───── 节选原文 ─────

导读:“绅权”在中国是一种特殊的历史现象,自明代中后期开始,“绅权”之盛令人咋舌,比如在《儒林外史》中,作者吴敬梓描绘了一个“趋炎附势、横行霸道、歹毒至极”的士绅形象,作为书中唯一的一个士绅人物——张士绅,他的所作所为却是与其“士绅”的头衔背道而驰,而在中国封建社会里,士绅阶层对于封建统治阶级治理广大的乡村农民群众却发挥着巨大的积极作用,他不仅在乡村社会的政治、经济中起着主导地位,更是当地的文化道德楷模,学习榜样,也正是因此,士绅一般都是科举及第未仕、退休回乡的官员或者宗族元老等一批德高望重的人。
《儒林外史》
我们就清朝的整体社会流向来看,皇权制度与官权制度的压倒性力量,是控制社会流向的主要管道,而在地方州县的“绅权”,却是可以与官权分工明确,二者的权威作用既可以参合又可以渗透,比如乡约,耋老是由士绅公举的,而吏役则是由地方官决定去留,保甲(通过户籍编制来统治人民的制度)是由地方官指挥,但却往往由士绅保充的,但是最重要的像善举、调节纷争、包揽词讼和钱粮等都是由士绅来领导,其中负担归之于平民,利益由官绅合得。
1,善举中的绅权
在清朝,对于“德行”“孝友”等士绅的善行均被记载在地方志中予以旌(jīng)表,比如光绪年间的《婺源县志》中记载:“叶上林,字启文,朗湖人,贡生,家富裕,自恃俭约,遇善举则慷慨不少吝......他如捐建寺宇、恤灾户、施棺木、造义渡,纷纷义举,至今称之。”作为贡生的叶上林,家中富裕以种种“义举”在地方公共事业上予以表彰,由此形成了善举中的绅权,而士绅们为了表明自己是当地的精英地位,多行善举便是最好的办法,而这种办法的本质在于可动用的财富,但无论出于何种目的,士绅们已经取得了一定的权威作用,这点毋庸置疑。

─────

▶ **任务要求**: 请将上文关于清代绅权的节选全文逐字照录,不作任何改动。

───── 所供资料 ─────

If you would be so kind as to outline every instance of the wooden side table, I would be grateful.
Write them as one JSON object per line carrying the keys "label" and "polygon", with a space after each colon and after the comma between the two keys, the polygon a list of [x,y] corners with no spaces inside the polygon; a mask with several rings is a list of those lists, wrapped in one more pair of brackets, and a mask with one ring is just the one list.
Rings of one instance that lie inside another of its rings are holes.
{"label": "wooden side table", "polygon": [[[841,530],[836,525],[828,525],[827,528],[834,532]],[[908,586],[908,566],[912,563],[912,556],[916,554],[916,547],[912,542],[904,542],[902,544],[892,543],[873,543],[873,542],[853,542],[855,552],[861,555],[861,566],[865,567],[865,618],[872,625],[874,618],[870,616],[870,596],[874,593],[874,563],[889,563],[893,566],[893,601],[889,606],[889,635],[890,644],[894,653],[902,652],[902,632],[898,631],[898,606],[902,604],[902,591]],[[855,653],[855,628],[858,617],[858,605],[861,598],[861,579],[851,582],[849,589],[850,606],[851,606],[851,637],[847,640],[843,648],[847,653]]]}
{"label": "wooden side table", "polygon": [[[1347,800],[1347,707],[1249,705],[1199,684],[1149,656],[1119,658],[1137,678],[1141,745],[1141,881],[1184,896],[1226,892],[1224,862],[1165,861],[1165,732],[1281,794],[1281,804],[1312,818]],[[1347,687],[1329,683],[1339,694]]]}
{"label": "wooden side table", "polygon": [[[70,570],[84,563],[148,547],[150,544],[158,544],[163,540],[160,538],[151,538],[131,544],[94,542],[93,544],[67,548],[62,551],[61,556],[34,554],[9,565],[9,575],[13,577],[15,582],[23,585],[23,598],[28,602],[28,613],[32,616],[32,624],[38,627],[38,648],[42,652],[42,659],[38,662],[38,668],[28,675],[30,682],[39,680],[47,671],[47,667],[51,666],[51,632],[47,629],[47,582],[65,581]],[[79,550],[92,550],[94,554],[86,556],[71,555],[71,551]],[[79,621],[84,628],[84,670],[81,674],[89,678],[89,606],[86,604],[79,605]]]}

─────

▶ **本题答案**:
导读:“绅权”在中国是一种特殊的历史现象,自明代中后期开始,“绅权”之盛令人咋舌,比如在《儒林外史》中,作者吴敬梓描绘了一个“趋炎附势、横行霸道、歹毒至极”的士绅形象,作为书中唯一的一个士绅人物——张士绅,他的所作所为却是与其“士绅”的头衔背道而驰,而在中国封建社会里,士绅阶层对于封建统治阶级治理广大的乡村农民群众却发挥着巨大的积极作用,他不仅在乡村社会的政治、经济中起着主导地位,更是当地的文化道德楷模,学习榜样,也正是因此,士绅一般都是科举及第未仕、退休回乡的官员或者宗族元老等一批德高望重的人。
《儒林外史》
我们就清朝的整体社会流向来看,皇权制度与官权制度的压倒性力量,是控制社会流向的主要管道,而在地方州县的“绅权”,却是可以与官权分工明确,二者的权威作用既可以参合又可以渗透,比如乡约,耋老是由士绅公举的,而吏役则是由地方官决定去留,保甲(通过户籍编制来统治人民的制度)是由地方官指挥,但却往往由士绅保充的,但是最重要的像善举、调节纷争、包揽词讼和钱粮等都是由士绅来领导,其中负担归之于平民,利益由官绅合得。
1,善举中的绅权
在清朝,对于“德行”“孝友”等士绅的善行均被记载在地方志中予以旌(jīng)表,比如光绪年间的《婺源县志》中记载:“叶上林,字启文,朗湖人,贡生,家富裕,自恃俭约,遇善举则慷慨不少吝......他如捐建寺宇、恤灾户、施棺木、造义渡,纷纷义举,至今称之。”作为贡生的叶上林,家中富裕以种种“义举”在地方公共事业上予以表彰,由此形成了善举中的绅权,而士绅们为了表明自己是当地的精英地位,多行善举便是最好的办法,而这种办法的本质在于可动用的财富,但无论出于何种目的,士绅们已经取得了一定的权威作用,这点毋庸置疑。